引用文
今日は中国の3DプリントサービスPCBWayの金属プリント品って
どれくらいの精度なの?どれくらいの品質なの?
っていうところをしっかり検証していきたいと思います!
もくじ
動画で確認したい方はコチラ↓↓↓
金属 3Dプリンターの実力は? 回る?ねじ込める? // PCBWay アルミ & ステンレス
PCBWayって知ってる?
どうも、かけるです。
今日はTwitterとかで今話題のPCBWayさんっていう中国の会社のプリントサービスについて調べたい。
PCBWayさんは元は、プリント基板とかの製造から始まってるんです。
最近では、CNCマシニングとか板金とか射出成形とかまで手広くやっていて
データをアップロードするだけでデータ通りに
ものを作って、送ってきてくれるっていうサービスをやっています。
試作サービス的な感じですね!
今回は金属の3Dプリント品の実力を検証!
今回は特にその中で金属の3Dプリント品っていうところが
どれくらいの実力なのか、価格感とかっていうところも含めて
皆さんに紹介したいかなという風に思ってます!
今回用意してるのはアルミとステンレスですね。
他にもチタンとか工具鋼とか鉄系の素材もあるんですけど
今回はこの2種類を使って精度を見ていこうと思います。
本当はチタンもやってみたかったんですけど、高かったので今回は頼まなかった。。。
今度頼んでみようと思うので、「こんなもの印刷したら面白いんじゃないか」
とかあれば、ぜひコメントいただけると嬉しいです。
自分でネタ系のチャンネルもやってるんで
遊び系のチャンネルのネタとしても使えるようなものだったらより嬉しいかな。
実は、このサービス前にも使ったことがあります。
金属以外にもプラスチックとかレジン系とかもあるし
こういう工業用の粉末を溶かして固めて積層していくような
3Dプリント品でよく使われるナイロンとかの材料もあるので
気になる人はページとか飛んで見ていただけたらいいと思います。
透明な部品も作れるよ!
あと透明な部品っていうところも作ってくれる!
前回作ったときの動画も貼っておくので、まだ見てない人はぜひチェックしてみてね。
【実力拝見!】中国の3Dプリントサービスでデカ透明のケースを作ってもらった!設計ポイントも軽く語るw //PCBWay
前回検証した部品の品質もかなりいいので
気になるって言う人はPCBWayさんのページをみてみてね!
動画も見てもらえると嬉しいです。
【PCBWay】中国の3Dプリントサービスでデカ透明のケースを作ってもらった結果
今回造形依頼した材料について
もう少し材料について触れておこうと思います。
今回造形を依頼した2つの材料について!
これは『AlSi10Mg』っていうものですね。
アルミ・シリコン・マグネシウムの合金という感じで
よくダイキャストとか、鋳造とかによく使われるアルミ合金っていう感じですね。
一般的に工業製品によく使われるので強度も6000番台とかと比べると
若干落ちるっていう所はあるんですけど
あんまり変わらないので一般的に機械部品にも使える材料です。

提供資料
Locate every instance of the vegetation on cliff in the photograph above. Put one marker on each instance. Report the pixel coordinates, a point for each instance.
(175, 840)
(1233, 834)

取り組む課題
1. 引用文のうち、「今回は金属の3Dプリント品の実力を検証!」から「とかあれば、ぜひコメントいただけると嬉しいです。」までを、後者の語句も含めて一字一句そのまま書き写しなさい。
2. PCBWayの金属3Dプリント品を検証する文章について、示されている最後の文の次から続きを書きなさい。

課題の解答
1.
今回は金属の3Dプリント品の実力を検証!
今回は特にその中で金属の3Dプリント品っていうところが
どれくらいの実力なのか、価格感とかっていうところも含めて
皆さんに紹介したいかなという風に思ってます!
今回用意してるのはアルミとステンレスですね。
他にもチタンとか工具鋼とか鉄系の素材もあるんですけど
今回はこの2種類を使って精度を見ていこうと思います。
本当はチタンもやってみたかったんですけど、高かったので今回は頼まなかった。。。
今度頼んでみようと思うので、「こんなもの印刷したら面白いんじゃないか」
とかあれば、ぜひコメントいただけると嬉しいです。

2.
こっちステンレスは『SUS316L』っていうものになってるみたい。
SUS316は元々腐食しにくい材料なんです。
それをノーカーボン化、炭素を抜いてより耐食性を上げて
かつの加工性も上がってるみたいです。
加工硬化が少なくてドリルとかね研磨とか削りとか切削とかが
やりやすいっていう材料になってます。
あと一応細かいところになってくるんですけどオーステナイト系のステンレスなので
磁石にくっつかないステンレスになってます。
今回検証に使うモデル
実際に造形依頼したこのプリント品の精度っていうところが
どの程度なのかっていうところを見てもらおうかなと思います。
まずエンジンモデルはthingiverseでダウンロードできるものです!
そこでダウンロードしたSTLファイルをそのままPCBWayさんのサイトに
ポンってアップロードしました。
見積もりもらってそのまま発注したらこれが届いたって感じです!
このモデルはFDMとかFFF系の熱溶解積層方式のプリンターのテストモデルです。
このモデルうまくプリントするとピストンが回転して動くようになってるんです!
今回のプリントサービス品でも回転可能なのかっていうところも検証しようと思います!
まぁあんまり期待はしてないんですけどね。アルミとステンレスを刷っています。
こっちは自分で設計したテストモデルです。
これの精度も寸法を実際に計測してどんなもんなのか検証していきます!
ネジとかナットとかもちゃんと入るのか確認しましょう。
プリントサービスの価格
まずこの辺アルミは両方とも同じ価格でした。
モデルをサイトにアップロードしたら見積もりがポンって帰ってきました。
アルミのモデルは両方とも39.82ドルでした。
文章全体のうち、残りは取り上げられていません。